[START]

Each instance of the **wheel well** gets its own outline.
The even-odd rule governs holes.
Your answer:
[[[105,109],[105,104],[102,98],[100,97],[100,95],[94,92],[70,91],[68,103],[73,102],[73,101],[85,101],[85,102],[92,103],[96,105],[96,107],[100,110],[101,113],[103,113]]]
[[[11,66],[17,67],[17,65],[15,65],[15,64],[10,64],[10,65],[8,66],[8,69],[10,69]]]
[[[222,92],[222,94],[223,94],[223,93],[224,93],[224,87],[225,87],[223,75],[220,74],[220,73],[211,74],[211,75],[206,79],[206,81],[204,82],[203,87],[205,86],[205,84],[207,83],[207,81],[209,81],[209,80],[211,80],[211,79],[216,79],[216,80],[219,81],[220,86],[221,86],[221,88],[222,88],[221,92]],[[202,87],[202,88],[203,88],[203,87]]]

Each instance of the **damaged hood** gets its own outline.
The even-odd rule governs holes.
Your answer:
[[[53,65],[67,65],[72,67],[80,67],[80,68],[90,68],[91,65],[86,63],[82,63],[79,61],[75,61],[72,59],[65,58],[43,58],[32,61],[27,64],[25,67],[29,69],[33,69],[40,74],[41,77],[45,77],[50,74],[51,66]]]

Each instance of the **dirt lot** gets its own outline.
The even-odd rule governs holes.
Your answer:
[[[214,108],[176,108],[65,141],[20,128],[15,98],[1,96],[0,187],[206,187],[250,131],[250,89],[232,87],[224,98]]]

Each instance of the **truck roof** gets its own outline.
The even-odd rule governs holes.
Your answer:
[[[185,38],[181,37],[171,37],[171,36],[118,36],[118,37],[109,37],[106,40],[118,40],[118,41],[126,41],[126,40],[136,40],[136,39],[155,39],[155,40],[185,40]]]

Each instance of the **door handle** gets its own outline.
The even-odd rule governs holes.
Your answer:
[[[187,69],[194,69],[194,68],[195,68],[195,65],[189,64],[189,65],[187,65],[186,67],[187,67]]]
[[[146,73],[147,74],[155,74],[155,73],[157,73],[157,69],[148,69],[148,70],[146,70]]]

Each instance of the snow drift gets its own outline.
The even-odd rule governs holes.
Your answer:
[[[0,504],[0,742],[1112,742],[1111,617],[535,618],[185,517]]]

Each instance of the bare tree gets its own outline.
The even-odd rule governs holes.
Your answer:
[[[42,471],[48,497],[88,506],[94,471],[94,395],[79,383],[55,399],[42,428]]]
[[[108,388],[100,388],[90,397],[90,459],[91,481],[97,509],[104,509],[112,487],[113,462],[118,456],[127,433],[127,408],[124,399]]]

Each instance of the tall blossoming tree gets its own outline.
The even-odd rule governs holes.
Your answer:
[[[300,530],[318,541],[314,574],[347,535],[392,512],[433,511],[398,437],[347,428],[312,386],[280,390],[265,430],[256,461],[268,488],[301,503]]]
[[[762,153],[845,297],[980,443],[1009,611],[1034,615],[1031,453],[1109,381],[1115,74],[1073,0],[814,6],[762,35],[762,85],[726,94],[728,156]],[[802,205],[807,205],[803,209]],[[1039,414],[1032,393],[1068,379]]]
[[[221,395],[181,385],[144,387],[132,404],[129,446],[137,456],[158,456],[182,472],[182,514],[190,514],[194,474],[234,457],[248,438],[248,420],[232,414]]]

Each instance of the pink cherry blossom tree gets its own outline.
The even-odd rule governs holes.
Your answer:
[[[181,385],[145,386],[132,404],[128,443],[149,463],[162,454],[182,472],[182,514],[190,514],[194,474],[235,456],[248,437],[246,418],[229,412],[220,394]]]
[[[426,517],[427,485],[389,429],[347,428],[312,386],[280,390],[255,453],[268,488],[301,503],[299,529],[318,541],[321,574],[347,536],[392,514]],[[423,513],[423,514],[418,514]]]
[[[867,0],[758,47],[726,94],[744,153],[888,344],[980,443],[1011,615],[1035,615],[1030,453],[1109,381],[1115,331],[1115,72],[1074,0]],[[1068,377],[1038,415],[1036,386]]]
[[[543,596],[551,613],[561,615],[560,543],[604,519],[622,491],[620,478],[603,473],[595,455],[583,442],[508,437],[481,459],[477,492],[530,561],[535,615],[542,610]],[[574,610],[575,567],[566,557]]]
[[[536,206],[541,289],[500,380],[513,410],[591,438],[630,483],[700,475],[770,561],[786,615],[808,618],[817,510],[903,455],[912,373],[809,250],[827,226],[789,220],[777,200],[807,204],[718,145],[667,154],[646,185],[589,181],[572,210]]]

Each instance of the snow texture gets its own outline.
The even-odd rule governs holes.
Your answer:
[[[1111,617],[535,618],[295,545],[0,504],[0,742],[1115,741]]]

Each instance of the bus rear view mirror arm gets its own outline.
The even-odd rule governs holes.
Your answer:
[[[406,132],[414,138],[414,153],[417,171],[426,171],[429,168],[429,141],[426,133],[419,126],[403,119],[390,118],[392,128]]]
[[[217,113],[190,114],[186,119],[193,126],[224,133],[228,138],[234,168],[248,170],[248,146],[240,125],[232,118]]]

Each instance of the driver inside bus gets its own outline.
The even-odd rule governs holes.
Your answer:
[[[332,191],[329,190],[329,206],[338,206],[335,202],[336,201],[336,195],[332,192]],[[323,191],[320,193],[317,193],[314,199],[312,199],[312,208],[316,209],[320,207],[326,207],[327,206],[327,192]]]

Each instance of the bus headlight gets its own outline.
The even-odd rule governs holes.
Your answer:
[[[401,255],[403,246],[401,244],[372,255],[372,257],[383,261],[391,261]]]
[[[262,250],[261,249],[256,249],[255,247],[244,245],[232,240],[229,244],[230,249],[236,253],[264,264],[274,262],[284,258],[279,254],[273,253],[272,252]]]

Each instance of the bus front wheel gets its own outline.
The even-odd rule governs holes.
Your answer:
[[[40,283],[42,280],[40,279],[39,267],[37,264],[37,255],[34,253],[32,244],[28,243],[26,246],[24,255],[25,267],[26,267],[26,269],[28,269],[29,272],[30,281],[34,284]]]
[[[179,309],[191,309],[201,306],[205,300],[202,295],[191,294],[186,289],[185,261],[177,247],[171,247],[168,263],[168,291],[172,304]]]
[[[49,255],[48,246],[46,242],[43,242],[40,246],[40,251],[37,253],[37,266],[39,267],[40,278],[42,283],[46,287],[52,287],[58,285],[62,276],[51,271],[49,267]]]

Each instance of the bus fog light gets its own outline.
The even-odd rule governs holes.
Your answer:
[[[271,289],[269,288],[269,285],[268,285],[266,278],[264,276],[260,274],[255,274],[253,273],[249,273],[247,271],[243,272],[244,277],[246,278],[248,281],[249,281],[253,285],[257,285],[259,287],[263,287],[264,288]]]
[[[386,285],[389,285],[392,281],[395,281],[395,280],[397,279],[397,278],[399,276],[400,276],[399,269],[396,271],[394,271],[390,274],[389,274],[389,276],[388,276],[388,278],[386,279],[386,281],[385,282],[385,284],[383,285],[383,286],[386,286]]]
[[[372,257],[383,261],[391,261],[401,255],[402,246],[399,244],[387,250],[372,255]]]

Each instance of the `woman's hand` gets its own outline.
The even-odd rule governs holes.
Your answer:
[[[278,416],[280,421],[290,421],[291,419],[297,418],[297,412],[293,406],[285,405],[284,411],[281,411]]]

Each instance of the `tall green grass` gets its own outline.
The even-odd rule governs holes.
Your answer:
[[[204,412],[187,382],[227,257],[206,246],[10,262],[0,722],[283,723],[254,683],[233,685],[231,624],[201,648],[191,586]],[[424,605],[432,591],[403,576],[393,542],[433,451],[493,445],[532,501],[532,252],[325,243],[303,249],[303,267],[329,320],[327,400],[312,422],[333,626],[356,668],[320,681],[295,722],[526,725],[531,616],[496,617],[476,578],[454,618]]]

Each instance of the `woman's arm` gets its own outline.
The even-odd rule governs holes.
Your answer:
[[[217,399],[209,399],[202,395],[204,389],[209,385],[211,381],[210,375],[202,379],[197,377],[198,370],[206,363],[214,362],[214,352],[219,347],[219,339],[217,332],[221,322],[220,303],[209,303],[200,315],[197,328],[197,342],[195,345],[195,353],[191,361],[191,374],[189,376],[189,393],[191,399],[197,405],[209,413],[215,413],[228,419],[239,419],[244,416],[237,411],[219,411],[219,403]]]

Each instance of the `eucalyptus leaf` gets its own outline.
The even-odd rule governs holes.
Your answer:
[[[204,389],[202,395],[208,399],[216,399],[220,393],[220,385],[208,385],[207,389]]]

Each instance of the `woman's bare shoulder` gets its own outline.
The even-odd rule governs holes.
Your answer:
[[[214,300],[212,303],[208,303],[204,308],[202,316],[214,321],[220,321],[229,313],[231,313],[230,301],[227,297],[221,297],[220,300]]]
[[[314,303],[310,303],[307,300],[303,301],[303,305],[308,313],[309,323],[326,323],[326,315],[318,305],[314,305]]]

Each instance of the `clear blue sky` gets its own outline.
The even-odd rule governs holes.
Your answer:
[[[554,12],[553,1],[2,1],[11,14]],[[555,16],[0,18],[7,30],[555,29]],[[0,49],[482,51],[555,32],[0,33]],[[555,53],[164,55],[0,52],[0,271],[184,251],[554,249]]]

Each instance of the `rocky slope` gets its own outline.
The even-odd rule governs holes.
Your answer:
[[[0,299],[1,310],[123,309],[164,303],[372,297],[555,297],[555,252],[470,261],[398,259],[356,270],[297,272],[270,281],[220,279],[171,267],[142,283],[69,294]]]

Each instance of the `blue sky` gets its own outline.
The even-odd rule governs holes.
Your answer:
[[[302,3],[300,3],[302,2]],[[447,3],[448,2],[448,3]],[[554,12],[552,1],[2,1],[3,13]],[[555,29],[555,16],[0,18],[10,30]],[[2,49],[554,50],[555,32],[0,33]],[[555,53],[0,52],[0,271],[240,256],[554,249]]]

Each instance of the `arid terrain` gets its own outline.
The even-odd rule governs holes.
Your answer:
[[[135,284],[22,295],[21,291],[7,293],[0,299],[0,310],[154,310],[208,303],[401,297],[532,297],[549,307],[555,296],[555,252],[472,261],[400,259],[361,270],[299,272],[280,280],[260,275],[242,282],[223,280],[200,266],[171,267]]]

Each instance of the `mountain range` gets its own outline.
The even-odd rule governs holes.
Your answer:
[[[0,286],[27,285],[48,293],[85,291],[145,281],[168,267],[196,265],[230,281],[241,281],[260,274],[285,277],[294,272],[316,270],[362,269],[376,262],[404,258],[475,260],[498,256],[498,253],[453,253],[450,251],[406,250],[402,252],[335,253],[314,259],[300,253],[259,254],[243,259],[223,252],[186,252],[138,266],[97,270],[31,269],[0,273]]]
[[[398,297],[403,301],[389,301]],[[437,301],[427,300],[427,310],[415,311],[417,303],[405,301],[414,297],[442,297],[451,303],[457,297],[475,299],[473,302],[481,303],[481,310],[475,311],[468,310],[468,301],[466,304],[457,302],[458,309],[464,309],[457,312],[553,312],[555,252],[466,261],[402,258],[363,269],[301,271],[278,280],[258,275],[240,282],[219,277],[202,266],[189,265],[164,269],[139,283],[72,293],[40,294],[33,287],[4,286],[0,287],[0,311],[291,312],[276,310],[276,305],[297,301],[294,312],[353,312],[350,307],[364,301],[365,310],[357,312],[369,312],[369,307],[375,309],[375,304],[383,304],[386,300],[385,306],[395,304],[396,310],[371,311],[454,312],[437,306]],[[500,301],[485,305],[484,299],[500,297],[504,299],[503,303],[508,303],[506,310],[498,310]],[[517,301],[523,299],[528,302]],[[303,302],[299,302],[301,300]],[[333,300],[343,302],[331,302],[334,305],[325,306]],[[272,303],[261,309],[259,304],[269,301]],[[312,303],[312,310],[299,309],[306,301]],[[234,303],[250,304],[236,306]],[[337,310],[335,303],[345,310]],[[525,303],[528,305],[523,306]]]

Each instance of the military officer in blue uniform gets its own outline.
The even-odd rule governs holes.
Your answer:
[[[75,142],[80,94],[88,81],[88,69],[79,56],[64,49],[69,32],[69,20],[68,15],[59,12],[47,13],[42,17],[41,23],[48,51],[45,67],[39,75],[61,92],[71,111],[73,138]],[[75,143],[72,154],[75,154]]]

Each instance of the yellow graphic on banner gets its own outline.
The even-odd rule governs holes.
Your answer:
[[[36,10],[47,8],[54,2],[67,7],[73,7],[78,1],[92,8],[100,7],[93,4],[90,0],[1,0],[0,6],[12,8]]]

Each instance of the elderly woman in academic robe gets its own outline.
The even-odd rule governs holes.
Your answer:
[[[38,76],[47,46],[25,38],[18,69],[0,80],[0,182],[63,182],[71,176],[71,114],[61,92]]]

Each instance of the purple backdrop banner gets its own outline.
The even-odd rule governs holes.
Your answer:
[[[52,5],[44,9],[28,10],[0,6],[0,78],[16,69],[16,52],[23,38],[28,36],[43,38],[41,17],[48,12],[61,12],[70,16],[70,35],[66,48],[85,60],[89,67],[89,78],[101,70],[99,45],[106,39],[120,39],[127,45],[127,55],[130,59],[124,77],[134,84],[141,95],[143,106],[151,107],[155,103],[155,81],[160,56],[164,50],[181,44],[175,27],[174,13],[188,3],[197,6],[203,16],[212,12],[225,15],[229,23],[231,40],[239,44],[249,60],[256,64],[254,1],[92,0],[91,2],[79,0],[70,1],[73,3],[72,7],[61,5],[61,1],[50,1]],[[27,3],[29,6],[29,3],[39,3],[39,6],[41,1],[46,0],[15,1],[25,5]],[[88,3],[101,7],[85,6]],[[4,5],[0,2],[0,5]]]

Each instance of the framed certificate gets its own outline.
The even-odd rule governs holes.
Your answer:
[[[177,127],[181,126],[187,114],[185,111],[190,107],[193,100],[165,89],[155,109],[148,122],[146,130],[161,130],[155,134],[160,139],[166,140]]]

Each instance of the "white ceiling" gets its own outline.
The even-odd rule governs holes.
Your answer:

[END]

Copy out, word for word, the part of the records that opens with the line containing "Each instance of the framed" and runs to the end of the records.

Each instance of the framed certificate gets its own outline.
The even-odd rule governs holes.
Your answer:
[[[177,127],[181,126],[187,114],[185,111],[190,107],[193,100],[165,89],[155,109],[148,122],[146,130],[161,130],[155,134],[160,139],[166,140]]]

Each instance of the "white ceiling" gets its own outline.
The even-odd rule governs holes.
Your answer:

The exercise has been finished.